Exercise objective:
Present the following data again exactly as it is shown.

Given data:
┌────────

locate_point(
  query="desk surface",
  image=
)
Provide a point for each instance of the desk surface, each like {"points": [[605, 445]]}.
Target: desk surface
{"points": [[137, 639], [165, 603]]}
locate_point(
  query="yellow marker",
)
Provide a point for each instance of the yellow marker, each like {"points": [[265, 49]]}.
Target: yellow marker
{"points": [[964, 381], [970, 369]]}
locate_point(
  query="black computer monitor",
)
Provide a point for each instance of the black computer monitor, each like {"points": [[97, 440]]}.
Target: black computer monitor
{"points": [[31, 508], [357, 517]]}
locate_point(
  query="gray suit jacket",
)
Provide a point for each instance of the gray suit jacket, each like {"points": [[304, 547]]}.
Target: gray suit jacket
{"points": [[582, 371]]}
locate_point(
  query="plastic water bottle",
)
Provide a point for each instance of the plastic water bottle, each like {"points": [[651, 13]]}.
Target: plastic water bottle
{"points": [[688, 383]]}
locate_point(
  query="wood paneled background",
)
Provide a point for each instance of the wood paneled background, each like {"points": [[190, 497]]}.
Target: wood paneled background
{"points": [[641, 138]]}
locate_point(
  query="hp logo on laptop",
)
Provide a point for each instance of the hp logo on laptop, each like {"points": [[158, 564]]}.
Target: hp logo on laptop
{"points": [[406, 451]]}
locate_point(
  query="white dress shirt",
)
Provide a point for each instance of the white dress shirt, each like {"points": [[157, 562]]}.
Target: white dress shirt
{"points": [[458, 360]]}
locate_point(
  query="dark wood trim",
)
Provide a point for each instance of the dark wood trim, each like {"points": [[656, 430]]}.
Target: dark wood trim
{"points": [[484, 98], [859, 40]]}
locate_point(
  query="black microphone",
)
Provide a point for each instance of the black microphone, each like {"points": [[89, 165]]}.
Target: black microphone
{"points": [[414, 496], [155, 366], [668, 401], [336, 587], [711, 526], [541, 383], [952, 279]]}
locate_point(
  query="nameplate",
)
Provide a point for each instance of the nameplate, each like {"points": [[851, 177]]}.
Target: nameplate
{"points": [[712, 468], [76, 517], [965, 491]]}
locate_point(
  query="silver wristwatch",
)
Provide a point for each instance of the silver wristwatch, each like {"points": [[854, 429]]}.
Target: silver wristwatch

└────────

The reply:
locate_point(
  query="desk surface",
  image=
)
Provide a point for each instance of the desk surface, each like {"points": [[605, 445]]}.
Target: desk surface
{"points": [[137, 639], [165, 603]]}
locate_point(
  query="yellow marker",
)
Provide a point for each instance of the yellow marker, each like {"points": [[265, 49]]}.
Target: yellow marker
{"points": [[964, 381], [970, 369]]}
locate_point(
  query="black computer monitor",
)
Provide a point for each instance of the black computer monitor, each like {"points": [[97, 440]]}.
Target: black computer monitor
{"points": [[31, 508], [357, 517]]}
locate_point(
  query="gray suit jacket",
)
Provide a point for each instance of the gray suit jacket, each like {"points": [[304, 547]]}.
Target: gray suit jacket
{"points": [[582, 371]]}
locate_point(
  query="plastic water bottle",
)
Provide a point for each instance of the plastic water bottle, each like {"points": [[651, 13]]}.
Target: plastic water bottle
{"points": [[688, 383]]}
locate_point(
  query="wood paneled background",
)
Provide a point for each instance of the wood paneled background, each like {"points": [[190, 497]]}.
Target: wood paneled background
{"points": [[641, 138]]}
locate_point(
  query="hp logo on laptop",
)
Provide a point for each instance of the hp logo on laptop, each like {"points": [[158, 564]]}.
Target: hp logo on laptop
{"points": [[406, 451]]}
locate_point(
  query="white dress shirt",
)
Provide a point for each instance of the white dress shirt, each like {"points": [[157, 562]]}.
Target: white dress shirt
{"points": [[458, 360]]}
locate_point(
  query="dark wood trim",
)
Provide a point for each instance of the dark wood trim, each like {"points": [[656, 430]]}.
Target: dark wood trim
{"points": [[484, 98], [859, 40]]}
locate_point(
  query="black microphone",
)
Provide a point for each instance of the black microphone, each like {"points": [[89, 165]]}.
Target: black microphone
{"points": [[414, 496], [155, 366], [668, 401], [336, 587], [711, 526], [541, 383], [952, 279]]}
locate_point(
  query="nameplate",
)
Provide a point for each instance of the nameplate, each like {"points": [[851, 177]]}.
Target: nameplate
{"points": [[712, 468], [76, 517], [965, 491]]}
locate_point(
  query="silver wristwatch",
)
Provide a point for each instance of the silver wristwatch, each like {"points": [[854, 429]]}.
Target: silver wristwatch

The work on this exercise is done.